Each record should be retyped word for word.

[Collected data]
────────
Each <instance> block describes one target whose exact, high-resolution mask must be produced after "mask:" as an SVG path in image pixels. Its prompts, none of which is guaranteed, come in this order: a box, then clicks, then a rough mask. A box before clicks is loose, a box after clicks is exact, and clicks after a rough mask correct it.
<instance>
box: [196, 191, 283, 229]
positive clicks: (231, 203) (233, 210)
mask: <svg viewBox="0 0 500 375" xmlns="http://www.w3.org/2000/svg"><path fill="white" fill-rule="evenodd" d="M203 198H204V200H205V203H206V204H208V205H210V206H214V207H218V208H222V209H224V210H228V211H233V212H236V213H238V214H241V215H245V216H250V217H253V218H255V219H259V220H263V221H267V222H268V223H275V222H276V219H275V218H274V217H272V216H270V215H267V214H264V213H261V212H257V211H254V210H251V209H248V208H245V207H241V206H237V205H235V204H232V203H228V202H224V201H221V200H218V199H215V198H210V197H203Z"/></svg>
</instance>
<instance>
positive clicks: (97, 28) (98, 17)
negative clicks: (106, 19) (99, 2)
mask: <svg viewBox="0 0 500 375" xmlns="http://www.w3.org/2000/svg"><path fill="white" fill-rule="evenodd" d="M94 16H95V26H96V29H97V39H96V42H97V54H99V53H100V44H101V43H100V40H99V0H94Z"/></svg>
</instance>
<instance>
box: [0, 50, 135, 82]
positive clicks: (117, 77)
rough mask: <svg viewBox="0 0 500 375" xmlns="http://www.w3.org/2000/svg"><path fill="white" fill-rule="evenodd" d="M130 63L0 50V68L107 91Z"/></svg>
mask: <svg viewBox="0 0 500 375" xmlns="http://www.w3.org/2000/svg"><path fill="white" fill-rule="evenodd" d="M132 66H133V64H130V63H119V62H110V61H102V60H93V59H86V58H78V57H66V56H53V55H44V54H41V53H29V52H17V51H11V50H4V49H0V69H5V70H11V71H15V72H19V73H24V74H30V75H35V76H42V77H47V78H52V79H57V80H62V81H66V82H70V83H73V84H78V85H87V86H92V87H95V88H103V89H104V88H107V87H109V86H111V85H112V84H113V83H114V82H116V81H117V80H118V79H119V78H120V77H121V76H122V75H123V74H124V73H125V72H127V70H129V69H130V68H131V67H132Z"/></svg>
────────
### EXERCISE RESPONSE
Each <instance> block describes one target whose exact, high-resolution mask must be produced after "mask:" as an SVG path in image pixels. Its prompts, none of which is guaranteed, come in this order: a box, then clicks, then a rough mask. A box before clicks is loose, a box after clicks is exact, and clicks after a rough mask correct it.
<instance>
box: [196, 191, 283, 229]
positive clicks: (231, 203) (233, 210)
mask: <svg viewBox="0 0 500 375" xmlns="http://www.w3.org/2000/svg"><path fill="white" fill-rule="evenodd" d="M203 198H204V200H205V203H206V204H208V205H210V206H214V207H218V208H222V209H224V210H228V211H233V212H236V213H238V214H241V215H245V216H250V217H253V218H255V219H259V220H263V221H267V222H268V223H275V222H276V219H275V218H274V217H272V216H270V215H267V214H264V213H261V212H257V211H254V210H251V209H248V208H245V207H241V206H237V205H235V204H232V203H228V202H224V201H221V200H218V199H215V198H210V197H203Z"/></svg>
</instance>
<instance>
positive clicks: (97, 28) (98, 17)
negative clicks: (106, 19) (99, 2)
mask: <svg viewBox="0 0 500 375" xmlns="http://www.w3.org/2000/svg"><path fill="white" fill-rule="evenodd" d="M94 16H95V26H96V29H97V39H96V42H97V54H99V53H100V44H101V43H100V40H99V0H94Z"/></svg>
</instance>
<instance>
box: [0, 50, 135, 82]
positive clicks: (117, 77)
rough mask: <svg viewBox="0 0 500 375" xmlns="http://www.w3.org/2000/svg"><path fill="white" fill-rule="evenodd" d="M130 63L0 50V68L107 91Z"/></svg>
mask: <svg viewBox="0 0 500 375" xmlns="http://www.w3.org/2000/svg"><path fill="white" fill-rule="evenodd" d="M132 66H133V64H130V63H119V62H110V61H102V60H93V59H86V58H78V57H66V56H53V55H44V54H41V53H29V52H17V51H11V50H4V49H0V69H5V70H11V71H15V72H19V73H24V74H30V75H35V76H42V77H47V78H52V79H57V80H62V81H66V82H70V83H73V84H78V85H87V86H92V87H95V88H103V89H104V88H107V87H109V86H111V85H112V84H113V83H114V82H116V81H117V80H118V79H119V78H120V77H121V76H122V75H123V74H124V73H125V72H127V70H129V69H130V68H131V67H132Z"/></svg>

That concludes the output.